### [Given instruction]
Show every line below that contains the string "treeline", copying each one in full.

== Input data ==

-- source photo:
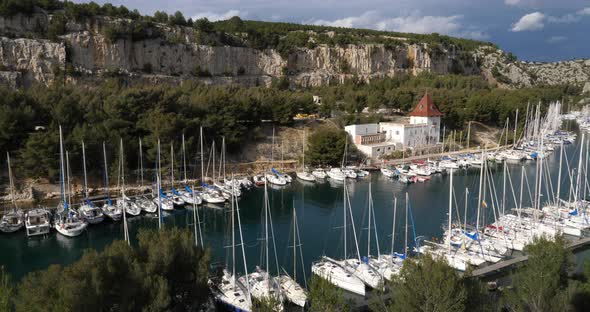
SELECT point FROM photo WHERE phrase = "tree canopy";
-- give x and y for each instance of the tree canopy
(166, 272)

===
== Input data ==

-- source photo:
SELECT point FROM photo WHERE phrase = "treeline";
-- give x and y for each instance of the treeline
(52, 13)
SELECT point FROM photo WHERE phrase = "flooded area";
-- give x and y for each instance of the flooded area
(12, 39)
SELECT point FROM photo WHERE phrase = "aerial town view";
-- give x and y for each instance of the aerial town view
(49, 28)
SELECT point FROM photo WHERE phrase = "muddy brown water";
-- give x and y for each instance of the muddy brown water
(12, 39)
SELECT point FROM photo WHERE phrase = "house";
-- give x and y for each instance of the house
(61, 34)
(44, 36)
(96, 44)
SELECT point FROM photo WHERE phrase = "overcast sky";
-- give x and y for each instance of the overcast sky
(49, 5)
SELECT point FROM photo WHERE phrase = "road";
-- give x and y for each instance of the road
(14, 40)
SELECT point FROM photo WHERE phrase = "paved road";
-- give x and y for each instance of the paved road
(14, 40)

===

### [Response to the task]
SELECT point FROM photo WHERE phrase = "treeline";
-- give x and y for each instance of the treeline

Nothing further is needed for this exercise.